* **SOURCE EXTRACT**
____________________

7.1 Dynamic Routing

IPX has dynamic routing protocols that are in many ways similar to those that I already discussed for IP. They fall into the same general categories of Distance Vector and Link State protocols, and they apply many of the same loop-avoidance mechanisms. The basic goals are the same—to find the best multihop path to a particular destination automatically, to converge quickly after topology changes, and to eliminate loops.

7.1.1 Novell RIP and SAP

The services or applications that any particular server has to offer are described by Service Advertisement Protocol (SAP) packets that are sent around the network. End-user workstations receive these SAP broadcast packets and use them to build a list of all available services on the network.

Running parallel to these Service Advertisements is a routing protocol called Routing Information Protocol (RIP). IPX RIP shares several similarities to IP RIP. Both are Distance Vector algorithms. However, while IPX RIP keeps track of the number of hops to a destination, it doesn't use the information in exactly the same way as IP RIP. Both protocols use the hop count metric to avoid loops. In the case of IPX RIP, the actual routing decisions are made according to which route has a shorter time delay to reach the destination.

Time delay is measured in ticks. The length of a tick is selected so that there are 65,535 ticks in an hour (65,535 is the largest number that can be expressed in 16 bits). Thus, there are roughly 18.2 ticks in a second, each one being about 55 milliseconds long. RIP makes its routing decisions based on this time delay and uses the hop count only as a "tie breaker" when two paths have the same net time delay.

RIP routing updates are made on a schedule. Each RIP packet can contain up to 50 routing table entries, and each device attempts to pass its entire routing table along to all of its neighbors. The exception to this situation is the fact that IPX RIP employs a Split Horizon algorithm that does not pass routing information back to the device from which it was originally learned. At each successive hop, the devices increment the hop counts indicated in the received routing table. They also add to the time delay a new delay that is measured by the network-interface card.

The SAP protocol carries information about what devices support what application services. This information does not change as frequently as routing information. Generally, if a server is available, then all of the services it offers are also available. Thus, SAP generally works as a query and response.

When a new workstation appears on a network, it sends out a general query looking for information about what servers are available on the network and what services they support. When a new server appears on the network, its neighbors ask it what services are available on the network. When a server stops responding to queries, its services are eventually flushed from the SAP tables of other devices on the network.

Since NetWare is intended to operate across large network environments, a user on a remote LAN segment must be able to get information about the services supported by central servers in the computer room. To make this possible, SAP information is relayed around the entire network from router to router. In this way, every device is able to see a list of available services anywhere in the network.

This SAP information includes some routing information. It is not sufficient to say only that a server named ACCOUNTING supports a database application. The network has to know where that ACCOUNTING server is. However, although these SAP packets include routing information, this information is not used to route the packets. The information used to route packets comes from RIP. Therefore, one of the most confusing problems in an IPX network comes when the RIP and SAP information is inconsistent.

____________________

* **RECORDED INFORMATION**
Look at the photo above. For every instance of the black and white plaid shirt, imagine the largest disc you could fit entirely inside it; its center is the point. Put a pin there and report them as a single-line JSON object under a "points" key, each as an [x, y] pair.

____________________

* **OBJECTIVES**
a – In the IPX dynamic routing text, how long is a single tick?
b – Write the next part of the IPX dynamic routing text, picking up after its final sentence.

* **RESPONSES TO THE EXERCISE**
a – About 55 milliseconds.

b –
This is particularly true when filtering either RIP or SAP. This filtering is often done to control the size of the routing and service tables on routers and servers. Also, because RIP periodically updates all of its neighbors with its entire routing table, network engineers often want to filter RIP to control bandwidth. Later in this chapter, I explain why too much SAP on a large network is a potentially greater problem. Thus, SAP filtering is usually more restrictive than RIP filtering.

Unless properly controlled, RIP and SAP traffic can cause serious congestion problems, particularly on low-speed WAN links. RIP and SAP, however, are distinct protocols, so they must be filtered separately.

It is not uncommon to wind up with inconsistent filters. Then the network can get into a situation in which an end-user workstation sees that a server called ACCOUNTING offers a database service, but cannot reach that server. Conversely, if the RIP but not the SAP is present, then the user will not even see this service, but might connect to other services on the same LAN segment, or even the same server. This is one of the most common network problems on a large IPX network.

An up-to-date list of registered Novell SAP numbers can be found online at http://www.iana.org/assignments/novell-sap-numbers/.

7.1.2 EIGRP

Cisco's EIGRP protocol is capable of supporting IPX, as well as IP (it also can distribute AppleTalk routing information). EIGRP distributes both route and service information. That is, it replaces both RIP and SAP. If a network uses EIGRP, it is important to disable IPX RIP and SAP on all router-to-router links.

However, on the router-to-server links, RIP and SAP must be enabled. Because RIP and EIGRP calculate metrics differently, routing tables can become terribly confused if both protocols are present between two adjacent routers. Always take care to disable or filter out the one that is not in use.

EIGRP can provide several important efficiencies over standard RIP and SAP. First, it supports a much larger network radius. A RIP network can have at most 15 hops between any two networks. This is for exactly the same reason that the IP RIP maximum size is 15 hops. The maximum size of an EIGRP network depends on the architecture. Usually one encounters problems due to too many devices before exhausting the theoretical maximum number of hops.

IPX EIGRP works essentially the same way as IP EIGRP. The main conceptual difference is that IPX EIGRP must carry SAP information, as well as routing information. Again, these updates are performed separately and can be filtered separately. Thus, the network actually still has the same potential problems with route and SAP information being inconsistent. This situation is almost impossible to avoid.

The chief advantage of using EIGRP over RIP and SAP is its bandwidth economy. EIGRP only distributes changes to its tables, rather than sending the entire table periodically. If there are no updates, then neighboring routers only exchange HELLO packets. Conversely, RIP and SAP must periodically distribute their entire tables to ensure consistency.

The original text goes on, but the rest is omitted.